◆ What the task asks ◆
Reproduce the records below word for word, from their first line through the line containing "(1119, 555)", with both of those lines included.

--- start of Input material ---

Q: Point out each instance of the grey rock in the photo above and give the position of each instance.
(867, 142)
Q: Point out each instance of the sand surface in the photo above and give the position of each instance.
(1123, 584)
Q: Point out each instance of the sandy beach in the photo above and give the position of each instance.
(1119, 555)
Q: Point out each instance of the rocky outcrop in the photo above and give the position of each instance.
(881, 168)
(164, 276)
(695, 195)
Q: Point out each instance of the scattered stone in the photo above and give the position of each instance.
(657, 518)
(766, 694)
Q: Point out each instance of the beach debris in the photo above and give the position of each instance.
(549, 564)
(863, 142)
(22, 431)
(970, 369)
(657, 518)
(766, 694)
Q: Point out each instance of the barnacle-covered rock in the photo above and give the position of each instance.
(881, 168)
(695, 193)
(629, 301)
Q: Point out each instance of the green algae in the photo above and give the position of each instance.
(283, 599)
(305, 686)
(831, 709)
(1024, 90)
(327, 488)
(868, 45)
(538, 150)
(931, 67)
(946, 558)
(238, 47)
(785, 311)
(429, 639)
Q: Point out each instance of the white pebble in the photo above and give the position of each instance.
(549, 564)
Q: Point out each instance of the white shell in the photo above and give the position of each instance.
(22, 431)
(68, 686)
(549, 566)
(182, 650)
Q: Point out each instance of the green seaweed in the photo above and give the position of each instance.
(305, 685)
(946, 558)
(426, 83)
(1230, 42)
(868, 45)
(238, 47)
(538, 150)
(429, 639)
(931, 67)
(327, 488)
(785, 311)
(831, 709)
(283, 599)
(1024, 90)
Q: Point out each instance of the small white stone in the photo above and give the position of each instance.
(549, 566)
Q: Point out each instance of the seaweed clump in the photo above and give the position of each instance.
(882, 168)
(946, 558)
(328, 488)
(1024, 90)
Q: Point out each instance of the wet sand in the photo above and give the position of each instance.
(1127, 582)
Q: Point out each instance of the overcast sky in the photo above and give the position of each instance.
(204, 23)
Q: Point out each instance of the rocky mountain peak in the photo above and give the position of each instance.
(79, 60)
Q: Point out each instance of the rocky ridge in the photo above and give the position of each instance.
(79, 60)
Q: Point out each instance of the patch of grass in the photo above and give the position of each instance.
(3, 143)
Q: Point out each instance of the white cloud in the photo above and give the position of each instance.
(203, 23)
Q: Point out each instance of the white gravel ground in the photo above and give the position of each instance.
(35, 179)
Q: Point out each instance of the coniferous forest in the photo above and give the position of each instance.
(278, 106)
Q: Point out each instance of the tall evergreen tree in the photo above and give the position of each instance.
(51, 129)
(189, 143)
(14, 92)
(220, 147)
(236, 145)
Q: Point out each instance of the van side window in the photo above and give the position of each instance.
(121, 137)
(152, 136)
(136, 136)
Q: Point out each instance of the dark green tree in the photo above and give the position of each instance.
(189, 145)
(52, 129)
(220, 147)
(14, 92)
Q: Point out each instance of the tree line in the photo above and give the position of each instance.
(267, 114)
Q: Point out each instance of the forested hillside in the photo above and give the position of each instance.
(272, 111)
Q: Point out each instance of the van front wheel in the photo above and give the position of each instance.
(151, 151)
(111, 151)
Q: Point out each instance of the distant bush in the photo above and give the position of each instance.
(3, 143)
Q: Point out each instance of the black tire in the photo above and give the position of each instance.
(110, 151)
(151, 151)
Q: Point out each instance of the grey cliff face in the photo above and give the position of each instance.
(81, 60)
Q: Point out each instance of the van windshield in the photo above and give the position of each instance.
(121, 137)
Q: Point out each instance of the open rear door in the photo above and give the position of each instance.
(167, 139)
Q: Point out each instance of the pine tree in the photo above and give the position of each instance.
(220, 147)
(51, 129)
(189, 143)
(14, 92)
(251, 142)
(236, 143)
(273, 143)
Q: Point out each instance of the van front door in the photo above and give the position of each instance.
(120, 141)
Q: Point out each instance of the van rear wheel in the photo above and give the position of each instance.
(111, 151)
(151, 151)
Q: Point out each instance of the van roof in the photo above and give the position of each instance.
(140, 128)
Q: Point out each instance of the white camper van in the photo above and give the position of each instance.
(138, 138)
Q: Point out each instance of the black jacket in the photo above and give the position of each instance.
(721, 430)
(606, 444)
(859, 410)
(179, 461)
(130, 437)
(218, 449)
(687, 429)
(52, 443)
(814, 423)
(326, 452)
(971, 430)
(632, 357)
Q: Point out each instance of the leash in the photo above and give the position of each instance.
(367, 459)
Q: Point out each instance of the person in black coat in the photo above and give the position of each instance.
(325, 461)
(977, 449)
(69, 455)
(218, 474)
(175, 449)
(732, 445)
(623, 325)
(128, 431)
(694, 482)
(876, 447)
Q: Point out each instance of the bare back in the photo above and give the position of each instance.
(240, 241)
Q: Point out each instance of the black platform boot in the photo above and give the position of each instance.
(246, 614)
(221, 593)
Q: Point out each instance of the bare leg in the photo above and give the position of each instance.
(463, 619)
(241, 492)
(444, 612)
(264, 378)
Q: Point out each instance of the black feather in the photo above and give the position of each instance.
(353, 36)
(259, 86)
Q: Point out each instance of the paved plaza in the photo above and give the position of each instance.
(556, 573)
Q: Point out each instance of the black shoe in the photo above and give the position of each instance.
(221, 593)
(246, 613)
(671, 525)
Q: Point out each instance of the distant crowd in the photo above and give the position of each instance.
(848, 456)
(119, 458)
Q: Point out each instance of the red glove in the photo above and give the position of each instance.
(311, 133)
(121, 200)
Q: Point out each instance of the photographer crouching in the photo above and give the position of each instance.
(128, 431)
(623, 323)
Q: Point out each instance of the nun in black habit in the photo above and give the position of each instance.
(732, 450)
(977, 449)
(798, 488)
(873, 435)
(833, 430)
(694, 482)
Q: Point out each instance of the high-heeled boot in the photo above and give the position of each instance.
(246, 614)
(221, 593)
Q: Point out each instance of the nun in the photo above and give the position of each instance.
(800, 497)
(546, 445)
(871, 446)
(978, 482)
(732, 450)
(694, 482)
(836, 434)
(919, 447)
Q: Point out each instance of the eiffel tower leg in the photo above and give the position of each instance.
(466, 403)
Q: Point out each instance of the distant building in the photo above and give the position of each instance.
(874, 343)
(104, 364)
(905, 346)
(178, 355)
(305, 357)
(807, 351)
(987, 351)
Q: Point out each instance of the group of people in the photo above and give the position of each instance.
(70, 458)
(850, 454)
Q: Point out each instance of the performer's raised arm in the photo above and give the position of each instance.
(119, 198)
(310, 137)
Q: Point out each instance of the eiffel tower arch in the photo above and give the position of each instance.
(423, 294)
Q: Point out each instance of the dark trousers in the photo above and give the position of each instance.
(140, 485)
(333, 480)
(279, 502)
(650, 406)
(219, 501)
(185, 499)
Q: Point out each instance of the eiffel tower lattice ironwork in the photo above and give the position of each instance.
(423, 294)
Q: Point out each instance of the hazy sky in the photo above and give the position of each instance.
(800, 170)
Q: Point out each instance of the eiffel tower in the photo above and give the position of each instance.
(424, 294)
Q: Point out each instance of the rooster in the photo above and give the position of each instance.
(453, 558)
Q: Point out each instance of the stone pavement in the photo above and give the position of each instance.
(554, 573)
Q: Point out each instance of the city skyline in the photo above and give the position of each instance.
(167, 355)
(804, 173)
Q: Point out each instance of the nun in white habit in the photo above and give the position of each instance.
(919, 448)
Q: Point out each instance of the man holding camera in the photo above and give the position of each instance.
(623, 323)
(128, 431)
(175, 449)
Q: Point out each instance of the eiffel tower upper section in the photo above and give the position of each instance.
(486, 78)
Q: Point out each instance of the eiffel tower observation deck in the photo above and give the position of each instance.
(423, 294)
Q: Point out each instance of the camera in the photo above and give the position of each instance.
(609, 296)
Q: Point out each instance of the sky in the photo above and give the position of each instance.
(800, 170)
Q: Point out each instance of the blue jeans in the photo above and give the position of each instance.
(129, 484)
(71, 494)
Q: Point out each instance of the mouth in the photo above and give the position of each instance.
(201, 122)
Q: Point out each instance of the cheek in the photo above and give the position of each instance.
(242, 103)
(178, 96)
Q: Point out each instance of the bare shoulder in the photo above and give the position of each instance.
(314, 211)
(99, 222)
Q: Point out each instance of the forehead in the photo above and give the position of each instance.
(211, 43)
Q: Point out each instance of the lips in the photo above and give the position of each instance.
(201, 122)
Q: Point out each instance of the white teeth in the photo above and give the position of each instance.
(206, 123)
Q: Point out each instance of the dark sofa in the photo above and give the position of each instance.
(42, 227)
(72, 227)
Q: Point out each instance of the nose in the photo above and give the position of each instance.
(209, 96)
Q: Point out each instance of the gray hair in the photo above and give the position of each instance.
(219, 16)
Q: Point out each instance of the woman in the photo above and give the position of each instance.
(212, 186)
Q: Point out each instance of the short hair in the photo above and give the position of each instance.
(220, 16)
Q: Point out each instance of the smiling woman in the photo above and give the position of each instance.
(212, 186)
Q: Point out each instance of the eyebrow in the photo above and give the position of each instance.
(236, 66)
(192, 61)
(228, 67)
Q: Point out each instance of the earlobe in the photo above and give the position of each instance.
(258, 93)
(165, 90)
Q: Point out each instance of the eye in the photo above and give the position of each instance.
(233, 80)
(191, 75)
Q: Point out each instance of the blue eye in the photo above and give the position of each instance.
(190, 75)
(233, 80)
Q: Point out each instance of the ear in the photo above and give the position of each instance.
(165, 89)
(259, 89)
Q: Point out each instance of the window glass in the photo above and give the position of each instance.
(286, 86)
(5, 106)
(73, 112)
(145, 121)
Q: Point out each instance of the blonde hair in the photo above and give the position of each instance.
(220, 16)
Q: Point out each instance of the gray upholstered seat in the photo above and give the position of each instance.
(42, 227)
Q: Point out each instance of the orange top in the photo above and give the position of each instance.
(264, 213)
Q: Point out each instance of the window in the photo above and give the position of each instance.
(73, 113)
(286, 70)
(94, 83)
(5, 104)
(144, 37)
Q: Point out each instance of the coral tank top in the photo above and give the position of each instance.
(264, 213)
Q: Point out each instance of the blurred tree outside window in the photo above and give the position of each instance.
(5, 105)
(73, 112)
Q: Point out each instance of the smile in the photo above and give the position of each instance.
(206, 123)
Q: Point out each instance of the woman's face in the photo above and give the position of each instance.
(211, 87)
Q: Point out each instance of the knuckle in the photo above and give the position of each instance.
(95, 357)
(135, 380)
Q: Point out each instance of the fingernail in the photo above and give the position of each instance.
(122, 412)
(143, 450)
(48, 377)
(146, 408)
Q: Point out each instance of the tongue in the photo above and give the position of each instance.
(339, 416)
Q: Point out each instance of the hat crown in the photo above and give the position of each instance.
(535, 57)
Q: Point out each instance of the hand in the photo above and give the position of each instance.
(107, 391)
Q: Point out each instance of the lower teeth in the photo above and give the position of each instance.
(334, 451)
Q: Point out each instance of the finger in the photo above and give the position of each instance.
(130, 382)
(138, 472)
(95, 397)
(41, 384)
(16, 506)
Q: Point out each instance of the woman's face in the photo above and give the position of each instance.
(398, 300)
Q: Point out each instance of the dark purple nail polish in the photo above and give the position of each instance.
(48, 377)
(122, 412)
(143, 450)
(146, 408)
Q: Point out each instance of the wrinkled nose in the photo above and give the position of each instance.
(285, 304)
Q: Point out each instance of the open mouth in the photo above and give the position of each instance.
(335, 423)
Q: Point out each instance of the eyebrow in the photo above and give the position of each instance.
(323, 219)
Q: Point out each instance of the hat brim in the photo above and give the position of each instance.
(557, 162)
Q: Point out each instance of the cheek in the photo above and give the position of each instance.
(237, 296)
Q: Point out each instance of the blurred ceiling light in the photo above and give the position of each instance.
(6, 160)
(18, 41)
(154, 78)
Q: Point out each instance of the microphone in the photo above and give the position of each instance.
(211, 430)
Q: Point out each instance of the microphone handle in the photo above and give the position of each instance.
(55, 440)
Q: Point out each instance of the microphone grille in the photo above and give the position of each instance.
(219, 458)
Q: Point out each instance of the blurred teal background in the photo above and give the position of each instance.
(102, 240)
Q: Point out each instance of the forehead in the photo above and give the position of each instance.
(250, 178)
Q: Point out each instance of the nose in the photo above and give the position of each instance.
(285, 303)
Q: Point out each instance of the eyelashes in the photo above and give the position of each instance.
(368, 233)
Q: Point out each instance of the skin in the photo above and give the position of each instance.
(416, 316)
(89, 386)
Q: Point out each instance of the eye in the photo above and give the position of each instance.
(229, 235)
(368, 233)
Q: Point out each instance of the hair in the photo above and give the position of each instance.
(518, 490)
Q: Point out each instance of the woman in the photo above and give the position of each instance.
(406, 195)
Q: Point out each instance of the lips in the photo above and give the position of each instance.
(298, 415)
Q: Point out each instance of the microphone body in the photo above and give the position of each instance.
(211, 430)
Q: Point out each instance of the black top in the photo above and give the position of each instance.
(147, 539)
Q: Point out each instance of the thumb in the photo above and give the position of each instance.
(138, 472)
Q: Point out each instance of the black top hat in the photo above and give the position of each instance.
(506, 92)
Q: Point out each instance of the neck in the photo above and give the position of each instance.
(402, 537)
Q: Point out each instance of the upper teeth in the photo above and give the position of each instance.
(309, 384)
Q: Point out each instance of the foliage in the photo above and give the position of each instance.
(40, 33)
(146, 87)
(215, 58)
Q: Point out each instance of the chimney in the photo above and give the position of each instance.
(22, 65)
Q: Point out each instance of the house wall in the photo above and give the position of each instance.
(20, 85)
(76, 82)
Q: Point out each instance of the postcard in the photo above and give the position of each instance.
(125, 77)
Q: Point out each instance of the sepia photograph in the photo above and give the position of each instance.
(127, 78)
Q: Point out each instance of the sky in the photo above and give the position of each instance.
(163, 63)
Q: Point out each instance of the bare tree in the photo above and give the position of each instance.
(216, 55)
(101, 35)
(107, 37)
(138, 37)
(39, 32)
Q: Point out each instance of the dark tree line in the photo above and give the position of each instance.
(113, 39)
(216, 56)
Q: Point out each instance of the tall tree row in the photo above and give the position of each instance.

--- end of Input material ---

◆ Response to the task ◆
Q: Point out each instance of the grey rock in the photo above and give the position of each instance.
(867, 142)
Q: Point out each instance of the sand surface in the photo above and give the position of each instance.
(1123, 584)
Q: Point out each instance of the sandy beach in the photo above and give the position of each instance.
(1119, 555)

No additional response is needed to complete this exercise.